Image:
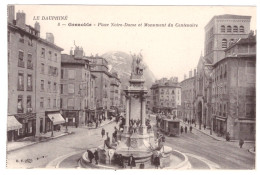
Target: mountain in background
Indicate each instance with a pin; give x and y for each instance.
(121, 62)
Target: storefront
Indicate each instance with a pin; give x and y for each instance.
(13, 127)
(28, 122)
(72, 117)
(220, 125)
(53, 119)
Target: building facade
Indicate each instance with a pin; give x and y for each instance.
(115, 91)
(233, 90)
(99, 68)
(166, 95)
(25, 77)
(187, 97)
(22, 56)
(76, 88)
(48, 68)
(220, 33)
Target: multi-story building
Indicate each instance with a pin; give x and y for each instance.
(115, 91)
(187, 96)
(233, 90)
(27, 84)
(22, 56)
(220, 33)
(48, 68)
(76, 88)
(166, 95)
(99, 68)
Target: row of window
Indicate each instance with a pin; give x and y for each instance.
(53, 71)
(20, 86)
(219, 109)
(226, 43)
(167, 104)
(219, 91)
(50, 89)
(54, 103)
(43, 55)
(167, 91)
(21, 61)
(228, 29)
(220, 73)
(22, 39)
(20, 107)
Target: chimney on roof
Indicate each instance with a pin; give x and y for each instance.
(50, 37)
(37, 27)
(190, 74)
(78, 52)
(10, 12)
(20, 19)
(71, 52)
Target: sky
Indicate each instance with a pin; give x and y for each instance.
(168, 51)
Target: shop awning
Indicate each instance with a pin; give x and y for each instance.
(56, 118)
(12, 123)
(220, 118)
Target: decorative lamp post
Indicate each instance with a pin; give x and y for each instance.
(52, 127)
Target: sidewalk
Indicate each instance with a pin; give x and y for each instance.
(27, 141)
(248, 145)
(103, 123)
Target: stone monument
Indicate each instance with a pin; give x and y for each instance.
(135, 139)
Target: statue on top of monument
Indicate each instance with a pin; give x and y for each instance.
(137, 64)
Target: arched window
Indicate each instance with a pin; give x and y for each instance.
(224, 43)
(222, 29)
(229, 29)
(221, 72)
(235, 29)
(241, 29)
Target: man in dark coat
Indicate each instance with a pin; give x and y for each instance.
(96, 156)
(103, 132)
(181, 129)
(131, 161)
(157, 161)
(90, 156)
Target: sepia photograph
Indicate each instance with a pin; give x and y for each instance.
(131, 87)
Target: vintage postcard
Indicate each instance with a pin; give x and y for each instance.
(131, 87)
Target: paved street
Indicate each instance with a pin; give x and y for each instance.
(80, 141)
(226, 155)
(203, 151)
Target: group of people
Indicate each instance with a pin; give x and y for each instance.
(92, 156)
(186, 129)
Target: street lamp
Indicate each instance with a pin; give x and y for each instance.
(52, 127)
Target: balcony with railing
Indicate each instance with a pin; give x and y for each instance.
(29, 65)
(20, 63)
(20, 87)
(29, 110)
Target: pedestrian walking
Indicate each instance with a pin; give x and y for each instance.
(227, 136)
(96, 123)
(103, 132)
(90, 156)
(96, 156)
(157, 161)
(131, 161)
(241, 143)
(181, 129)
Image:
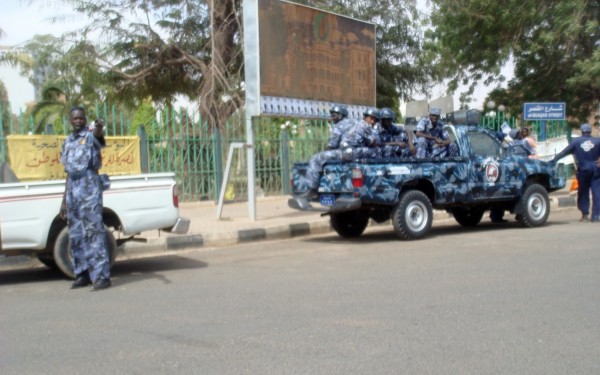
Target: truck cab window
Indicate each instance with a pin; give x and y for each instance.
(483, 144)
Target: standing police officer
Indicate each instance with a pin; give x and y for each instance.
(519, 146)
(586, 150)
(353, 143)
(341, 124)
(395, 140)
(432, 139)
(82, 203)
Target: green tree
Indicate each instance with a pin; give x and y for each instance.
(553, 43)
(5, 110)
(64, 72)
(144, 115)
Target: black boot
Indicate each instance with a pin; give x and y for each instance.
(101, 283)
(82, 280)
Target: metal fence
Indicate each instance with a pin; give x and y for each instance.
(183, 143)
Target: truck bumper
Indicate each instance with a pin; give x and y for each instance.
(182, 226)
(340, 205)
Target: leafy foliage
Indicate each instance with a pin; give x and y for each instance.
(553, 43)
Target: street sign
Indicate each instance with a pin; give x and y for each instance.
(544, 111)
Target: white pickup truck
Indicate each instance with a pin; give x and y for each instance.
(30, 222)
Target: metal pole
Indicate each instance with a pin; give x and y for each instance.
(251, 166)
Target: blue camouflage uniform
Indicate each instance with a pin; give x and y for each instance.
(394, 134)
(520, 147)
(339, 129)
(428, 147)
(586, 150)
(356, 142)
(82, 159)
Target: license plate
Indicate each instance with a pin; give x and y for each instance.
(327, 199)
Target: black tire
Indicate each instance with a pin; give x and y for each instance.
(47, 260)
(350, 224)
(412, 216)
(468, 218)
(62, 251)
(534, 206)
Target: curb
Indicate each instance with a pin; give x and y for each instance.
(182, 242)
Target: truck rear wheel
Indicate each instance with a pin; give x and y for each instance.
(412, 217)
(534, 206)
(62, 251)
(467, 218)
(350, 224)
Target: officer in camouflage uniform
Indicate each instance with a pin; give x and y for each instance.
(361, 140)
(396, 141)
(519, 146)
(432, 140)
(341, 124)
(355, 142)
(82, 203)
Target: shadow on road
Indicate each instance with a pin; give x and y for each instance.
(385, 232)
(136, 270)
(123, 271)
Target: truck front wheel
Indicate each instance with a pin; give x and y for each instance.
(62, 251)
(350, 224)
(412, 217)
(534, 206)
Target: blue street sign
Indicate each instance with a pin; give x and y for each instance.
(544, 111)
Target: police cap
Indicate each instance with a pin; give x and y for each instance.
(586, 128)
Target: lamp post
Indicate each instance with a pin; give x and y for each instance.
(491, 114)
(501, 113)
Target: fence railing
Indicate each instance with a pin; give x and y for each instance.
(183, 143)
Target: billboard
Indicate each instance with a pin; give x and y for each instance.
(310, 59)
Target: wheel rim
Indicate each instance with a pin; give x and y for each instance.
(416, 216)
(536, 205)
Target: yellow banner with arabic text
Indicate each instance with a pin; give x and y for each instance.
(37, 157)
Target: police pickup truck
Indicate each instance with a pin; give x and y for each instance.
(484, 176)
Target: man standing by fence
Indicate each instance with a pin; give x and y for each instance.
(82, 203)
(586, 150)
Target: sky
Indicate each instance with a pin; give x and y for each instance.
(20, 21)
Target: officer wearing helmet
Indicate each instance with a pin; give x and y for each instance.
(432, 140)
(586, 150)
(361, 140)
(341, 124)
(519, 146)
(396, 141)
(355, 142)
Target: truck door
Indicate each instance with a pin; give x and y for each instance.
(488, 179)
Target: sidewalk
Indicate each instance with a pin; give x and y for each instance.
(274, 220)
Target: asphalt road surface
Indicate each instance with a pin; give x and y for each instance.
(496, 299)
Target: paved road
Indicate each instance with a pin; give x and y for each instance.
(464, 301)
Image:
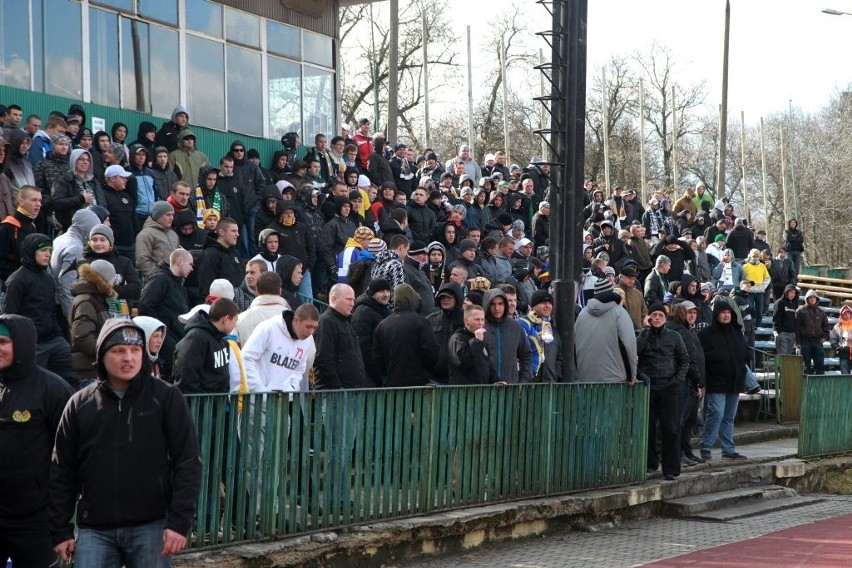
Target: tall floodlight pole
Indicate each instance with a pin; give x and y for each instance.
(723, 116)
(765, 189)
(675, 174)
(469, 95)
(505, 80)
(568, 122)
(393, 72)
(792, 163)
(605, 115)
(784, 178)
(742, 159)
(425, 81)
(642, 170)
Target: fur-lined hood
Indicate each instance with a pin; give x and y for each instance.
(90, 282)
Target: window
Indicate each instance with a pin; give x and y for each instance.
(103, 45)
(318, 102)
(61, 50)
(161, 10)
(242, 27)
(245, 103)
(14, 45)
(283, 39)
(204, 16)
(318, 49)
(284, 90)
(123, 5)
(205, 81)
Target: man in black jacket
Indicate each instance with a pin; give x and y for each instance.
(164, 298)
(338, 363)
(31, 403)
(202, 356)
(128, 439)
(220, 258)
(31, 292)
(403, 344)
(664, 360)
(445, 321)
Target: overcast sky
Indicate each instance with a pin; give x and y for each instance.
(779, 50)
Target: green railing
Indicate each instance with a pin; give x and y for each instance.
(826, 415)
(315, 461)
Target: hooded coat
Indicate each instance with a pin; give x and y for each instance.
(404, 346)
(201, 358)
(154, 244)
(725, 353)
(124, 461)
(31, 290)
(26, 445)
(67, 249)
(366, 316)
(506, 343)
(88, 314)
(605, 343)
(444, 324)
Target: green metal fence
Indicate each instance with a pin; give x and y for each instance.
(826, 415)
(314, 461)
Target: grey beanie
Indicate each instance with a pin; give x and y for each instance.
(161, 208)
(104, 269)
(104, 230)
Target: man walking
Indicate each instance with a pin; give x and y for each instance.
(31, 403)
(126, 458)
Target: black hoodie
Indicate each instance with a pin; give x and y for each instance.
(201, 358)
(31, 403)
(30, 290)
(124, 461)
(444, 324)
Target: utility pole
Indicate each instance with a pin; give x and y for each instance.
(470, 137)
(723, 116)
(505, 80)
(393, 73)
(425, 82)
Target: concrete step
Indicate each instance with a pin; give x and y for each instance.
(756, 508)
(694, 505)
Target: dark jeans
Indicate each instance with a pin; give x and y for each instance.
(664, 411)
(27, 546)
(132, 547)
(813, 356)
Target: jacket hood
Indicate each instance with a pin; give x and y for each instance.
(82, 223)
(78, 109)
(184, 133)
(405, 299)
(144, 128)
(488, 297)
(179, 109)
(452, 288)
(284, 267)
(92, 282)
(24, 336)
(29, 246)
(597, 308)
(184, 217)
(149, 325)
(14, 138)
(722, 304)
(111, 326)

━━━━━━━━━━

## TASK REQUIREMENTS
Repeat exactly, and only, the lines of the records above, starting with the line that contains "Target: grey beanie" and ending with the final line, both included.

## COMPLETE RESPONSE
Target: grey beanie
Indicate each instance with a pin; give x and y for each instance.
(161, 208)
(104, 269)
(104, 230)
Target: man walking
Indicate each instance with a pin; give x and y for each instance.
(31, 403)
(126, 458)
Target: black hoodie
Indicate each instance with a pin; give x and y for each instance.
(201, 358)
(31, 403)
(30, 290)
(124, 461)
(444, 324)
Target: utility pole
Indicate each instance with a pin; give x and y for each instance.
(470, 137)
(723, 116)
(505, 80)
(393, 73)
(425, 82)
Target: concrete step
Indicate each instance with a pin; give x and y for each instance.
(756, 508)
(694, 505)
Target: dark jeans
Indicate each instance with a pin; give x and y for each instance.
(664, 411)
(27, 546)
(132, 547)
(813, 356)
Target: jacket hood
Indicate each instance with a pin; give x and y for each instance.
(82, 223)
(78, 109)
(184, 133)
(405, 299)
(144, 128)
(488, 297)
(179, 109)
(452, 288)
(284, 267)
(92, 282)
(24, 336)
(29, 246)
(597, 308)
(184, 217)
(149, 325)
(14, 138)
(722, 304)
(111, 326)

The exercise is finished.